■ GIVEN PASSAGE
-- start --

Over the years, many films have tried to be like Arthur Penn’s Bonnie and Clyde. The Warren Beatty and Faye Dunaway classic remains the definitive cinematic game-changer of the 1960s. Bonnie and Clyde‘s legacy is built upon the timelessness of its narrative. This isn’t so much a movie about the real Bonnie Parker and Clyde Barrow and what their crime spree was truly like. Rather, it crystallizes their onscreen personas as a kind of cinematic mythology that later created both the tragedy of Thelma & Louise and the hollow ultraviolence of Natural Born Killers.
In 2018, Lena Waithe (Master of None), Melina Matsoukas (Insecure), and Daniel Kaluuya (Get Out) may be developing a mythology of their own in their quest to fight oppressive power structures using their art. Per The Hollywood Reporter, Queen & Slim could be a revolutionary movie in the making. It will be penned by Waithe based on a story that she and bestselling author James Frey (“A Million Little Pieces”) came up with.
The film will serve as Matsoukas’ feature-length directorial debut. She had previously made a name for herself helming music videos before transitioning to television directing. Kaluuya, who was nominated for the Academy Award for Best Actor this year, will star as one half of the titular duo in the film, while the filmmakers are actively looking for an unknown actor for the role of Queen.
Queen & Slim will follow the escapades of a black couple whose first date goes terribly wrong after they kill a police officer in self-defense. The duo then escapes to Cuba, where they remain on the run from the law.

-- end --

■ DATA EXTRACT
-- start --

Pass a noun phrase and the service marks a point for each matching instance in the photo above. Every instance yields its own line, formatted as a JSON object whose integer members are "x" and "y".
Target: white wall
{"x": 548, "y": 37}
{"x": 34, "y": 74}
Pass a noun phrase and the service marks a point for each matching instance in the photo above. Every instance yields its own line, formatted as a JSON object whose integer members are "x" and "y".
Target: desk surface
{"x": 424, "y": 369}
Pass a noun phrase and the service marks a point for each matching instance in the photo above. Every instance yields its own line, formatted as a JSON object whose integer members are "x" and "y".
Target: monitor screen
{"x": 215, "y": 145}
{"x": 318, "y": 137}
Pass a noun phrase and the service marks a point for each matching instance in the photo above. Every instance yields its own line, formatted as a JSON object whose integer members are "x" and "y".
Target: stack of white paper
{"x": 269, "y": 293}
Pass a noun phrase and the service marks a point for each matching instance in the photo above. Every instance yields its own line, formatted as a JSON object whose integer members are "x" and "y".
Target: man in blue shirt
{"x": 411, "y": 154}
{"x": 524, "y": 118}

-- end --
-- start --

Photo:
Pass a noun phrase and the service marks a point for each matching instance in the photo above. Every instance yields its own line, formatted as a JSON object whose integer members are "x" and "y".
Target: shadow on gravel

-- end --

■ REQUIRED WORK
Rewrite the part of the Queen & Slim article that starts with "In 2018, Lena" and ends with "came up with.", switching "revolutionary" to "groundbreaking". Leave the material aside; none of it is used here.

■ SOLUTION TO THE PROBLEM
In 2018, Lena Waithe (Master of None), Melina Matsoukas (Insecure), and Daniel Kaluuya (Get Out) may be developing a mythology of their own in their quest to fight oppressive power structures using their art. Per The Hollywood Reporter, Queen & Slim could be a groundbreaking movie in the making. It will be penned by Waithe based on a story that she and bestselling author James Frey (“A Million Little Pieces”) came up with.